Description of the task
Report every line of the data below that contains the word "bridge", matching case exactly, and copy each such line in full.

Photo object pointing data
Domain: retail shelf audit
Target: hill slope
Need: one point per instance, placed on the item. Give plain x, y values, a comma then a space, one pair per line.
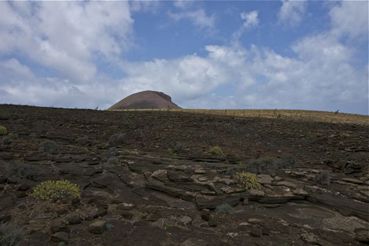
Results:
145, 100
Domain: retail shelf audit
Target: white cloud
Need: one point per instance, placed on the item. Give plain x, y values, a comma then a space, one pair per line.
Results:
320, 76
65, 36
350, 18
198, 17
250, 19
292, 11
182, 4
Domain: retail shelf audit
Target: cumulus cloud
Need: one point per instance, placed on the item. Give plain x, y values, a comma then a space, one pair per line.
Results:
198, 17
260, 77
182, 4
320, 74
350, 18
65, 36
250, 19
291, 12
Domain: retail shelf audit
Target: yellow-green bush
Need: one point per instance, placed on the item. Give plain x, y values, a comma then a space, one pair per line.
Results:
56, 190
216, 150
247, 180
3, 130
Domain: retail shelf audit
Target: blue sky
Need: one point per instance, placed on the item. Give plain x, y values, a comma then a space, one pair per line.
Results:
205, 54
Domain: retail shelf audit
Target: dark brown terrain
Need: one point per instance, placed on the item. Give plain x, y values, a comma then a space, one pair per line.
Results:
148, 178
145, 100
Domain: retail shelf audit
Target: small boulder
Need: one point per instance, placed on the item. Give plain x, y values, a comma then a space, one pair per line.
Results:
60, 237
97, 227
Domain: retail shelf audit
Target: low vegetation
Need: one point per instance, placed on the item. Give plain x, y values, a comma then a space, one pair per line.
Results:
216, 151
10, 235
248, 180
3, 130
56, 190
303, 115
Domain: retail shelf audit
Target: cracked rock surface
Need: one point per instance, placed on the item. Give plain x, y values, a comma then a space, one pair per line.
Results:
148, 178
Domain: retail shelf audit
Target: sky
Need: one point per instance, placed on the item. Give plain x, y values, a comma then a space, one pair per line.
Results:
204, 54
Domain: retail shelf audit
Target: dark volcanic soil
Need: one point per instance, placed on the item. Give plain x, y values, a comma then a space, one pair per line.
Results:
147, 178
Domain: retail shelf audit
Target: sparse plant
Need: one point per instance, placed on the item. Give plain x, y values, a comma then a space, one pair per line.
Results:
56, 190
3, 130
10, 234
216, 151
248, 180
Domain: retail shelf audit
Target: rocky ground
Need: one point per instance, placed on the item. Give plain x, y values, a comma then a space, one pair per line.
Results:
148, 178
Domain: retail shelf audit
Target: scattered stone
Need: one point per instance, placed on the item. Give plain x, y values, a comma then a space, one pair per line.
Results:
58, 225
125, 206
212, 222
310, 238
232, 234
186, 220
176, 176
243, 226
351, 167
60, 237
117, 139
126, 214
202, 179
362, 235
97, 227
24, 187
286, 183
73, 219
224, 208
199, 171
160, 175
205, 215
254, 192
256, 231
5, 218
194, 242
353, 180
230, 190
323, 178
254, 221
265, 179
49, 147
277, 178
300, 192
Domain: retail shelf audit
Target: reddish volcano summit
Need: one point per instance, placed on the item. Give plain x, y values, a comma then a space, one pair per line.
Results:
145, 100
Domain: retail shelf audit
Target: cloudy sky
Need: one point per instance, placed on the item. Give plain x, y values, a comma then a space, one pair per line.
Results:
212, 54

...

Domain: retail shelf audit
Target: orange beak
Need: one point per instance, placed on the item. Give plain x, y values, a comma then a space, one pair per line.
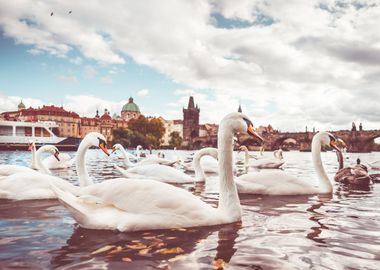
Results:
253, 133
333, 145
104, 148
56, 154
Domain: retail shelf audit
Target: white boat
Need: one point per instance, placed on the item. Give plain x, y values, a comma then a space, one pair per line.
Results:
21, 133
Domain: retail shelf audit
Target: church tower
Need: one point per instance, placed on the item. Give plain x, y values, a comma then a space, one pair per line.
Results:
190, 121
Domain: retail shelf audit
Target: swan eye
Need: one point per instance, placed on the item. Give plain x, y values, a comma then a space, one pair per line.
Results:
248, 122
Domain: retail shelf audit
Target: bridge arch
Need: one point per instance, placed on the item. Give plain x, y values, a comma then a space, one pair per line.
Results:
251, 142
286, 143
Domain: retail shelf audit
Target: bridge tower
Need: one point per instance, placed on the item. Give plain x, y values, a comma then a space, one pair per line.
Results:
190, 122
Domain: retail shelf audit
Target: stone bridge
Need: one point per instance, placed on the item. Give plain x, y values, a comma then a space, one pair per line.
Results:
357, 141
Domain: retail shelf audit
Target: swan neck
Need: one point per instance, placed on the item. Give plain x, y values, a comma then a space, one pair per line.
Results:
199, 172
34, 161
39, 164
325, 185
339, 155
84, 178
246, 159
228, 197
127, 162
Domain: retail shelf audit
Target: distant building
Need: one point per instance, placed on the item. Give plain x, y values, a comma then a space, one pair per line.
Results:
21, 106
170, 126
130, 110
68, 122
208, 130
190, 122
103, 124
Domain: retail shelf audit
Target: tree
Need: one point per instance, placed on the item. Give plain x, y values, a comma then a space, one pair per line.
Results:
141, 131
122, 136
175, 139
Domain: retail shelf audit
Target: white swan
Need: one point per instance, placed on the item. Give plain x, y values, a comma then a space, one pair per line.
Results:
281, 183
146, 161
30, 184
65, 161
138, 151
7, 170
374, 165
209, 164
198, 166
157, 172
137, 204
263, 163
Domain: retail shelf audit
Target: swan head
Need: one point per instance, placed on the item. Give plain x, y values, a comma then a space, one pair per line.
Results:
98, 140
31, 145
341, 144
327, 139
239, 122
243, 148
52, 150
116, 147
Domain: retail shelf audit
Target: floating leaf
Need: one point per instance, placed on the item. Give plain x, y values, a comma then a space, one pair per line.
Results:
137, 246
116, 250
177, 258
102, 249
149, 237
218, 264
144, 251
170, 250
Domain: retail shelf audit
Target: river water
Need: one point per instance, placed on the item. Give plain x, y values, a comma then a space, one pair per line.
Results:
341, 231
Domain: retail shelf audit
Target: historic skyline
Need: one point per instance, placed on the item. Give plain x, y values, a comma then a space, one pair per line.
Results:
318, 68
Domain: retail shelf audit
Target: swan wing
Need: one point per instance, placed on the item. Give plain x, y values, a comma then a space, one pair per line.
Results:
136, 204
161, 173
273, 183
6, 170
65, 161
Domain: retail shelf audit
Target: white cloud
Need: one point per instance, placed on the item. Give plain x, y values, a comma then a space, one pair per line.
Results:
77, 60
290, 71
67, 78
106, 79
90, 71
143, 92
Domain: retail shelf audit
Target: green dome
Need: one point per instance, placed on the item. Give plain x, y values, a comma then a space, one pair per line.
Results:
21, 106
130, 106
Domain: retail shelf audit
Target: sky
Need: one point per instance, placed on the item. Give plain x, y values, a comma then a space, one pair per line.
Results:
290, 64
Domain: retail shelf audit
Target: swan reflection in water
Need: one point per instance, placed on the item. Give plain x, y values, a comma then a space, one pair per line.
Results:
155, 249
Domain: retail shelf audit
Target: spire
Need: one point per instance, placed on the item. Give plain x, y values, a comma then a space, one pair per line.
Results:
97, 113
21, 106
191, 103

---

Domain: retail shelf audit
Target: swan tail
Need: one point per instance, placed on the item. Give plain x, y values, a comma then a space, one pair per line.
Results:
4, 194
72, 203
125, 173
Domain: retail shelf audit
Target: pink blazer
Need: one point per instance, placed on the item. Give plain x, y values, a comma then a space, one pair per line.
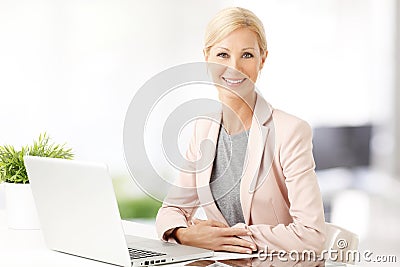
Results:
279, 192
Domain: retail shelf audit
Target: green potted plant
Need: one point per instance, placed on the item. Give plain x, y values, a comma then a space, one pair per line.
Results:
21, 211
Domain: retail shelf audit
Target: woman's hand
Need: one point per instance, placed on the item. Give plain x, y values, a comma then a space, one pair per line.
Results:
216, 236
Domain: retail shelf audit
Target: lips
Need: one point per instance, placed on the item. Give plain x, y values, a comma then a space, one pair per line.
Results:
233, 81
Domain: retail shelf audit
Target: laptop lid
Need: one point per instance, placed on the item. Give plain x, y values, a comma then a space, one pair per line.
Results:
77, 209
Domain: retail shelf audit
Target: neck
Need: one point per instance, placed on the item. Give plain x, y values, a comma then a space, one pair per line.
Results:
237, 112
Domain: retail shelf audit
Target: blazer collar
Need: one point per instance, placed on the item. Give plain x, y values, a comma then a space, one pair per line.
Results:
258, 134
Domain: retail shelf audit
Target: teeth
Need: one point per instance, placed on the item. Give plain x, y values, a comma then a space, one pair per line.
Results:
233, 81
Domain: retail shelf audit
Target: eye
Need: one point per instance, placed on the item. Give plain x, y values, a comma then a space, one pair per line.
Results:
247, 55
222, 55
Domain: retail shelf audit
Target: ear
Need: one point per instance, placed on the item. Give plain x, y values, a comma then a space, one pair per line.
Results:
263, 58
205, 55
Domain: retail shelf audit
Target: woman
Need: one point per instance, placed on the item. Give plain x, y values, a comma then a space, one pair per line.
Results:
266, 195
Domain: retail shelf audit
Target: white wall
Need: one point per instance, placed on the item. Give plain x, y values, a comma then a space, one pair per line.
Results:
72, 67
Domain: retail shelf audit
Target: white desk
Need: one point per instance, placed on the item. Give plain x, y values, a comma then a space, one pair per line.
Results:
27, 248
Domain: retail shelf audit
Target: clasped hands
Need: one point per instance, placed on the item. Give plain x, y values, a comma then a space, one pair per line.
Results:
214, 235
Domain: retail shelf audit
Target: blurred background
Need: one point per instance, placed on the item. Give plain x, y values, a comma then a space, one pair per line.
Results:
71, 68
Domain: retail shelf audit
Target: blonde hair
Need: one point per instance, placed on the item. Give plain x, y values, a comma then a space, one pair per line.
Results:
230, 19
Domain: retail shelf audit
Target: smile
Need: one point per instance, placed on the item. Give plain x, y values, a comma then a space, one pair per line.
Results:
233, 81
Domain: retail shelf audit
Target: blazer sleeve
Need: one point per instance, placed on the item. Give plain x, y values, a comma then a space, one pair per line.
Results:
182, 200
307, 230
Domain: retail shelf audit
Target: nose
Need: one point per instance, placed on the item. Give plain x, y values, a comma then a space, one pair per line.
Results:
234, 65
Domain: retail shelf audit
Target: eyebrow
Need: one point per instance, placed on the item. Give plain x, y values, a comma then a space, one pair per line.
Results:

Response below
Target: bridge arch
Target: bridge tower
Target: stone bridge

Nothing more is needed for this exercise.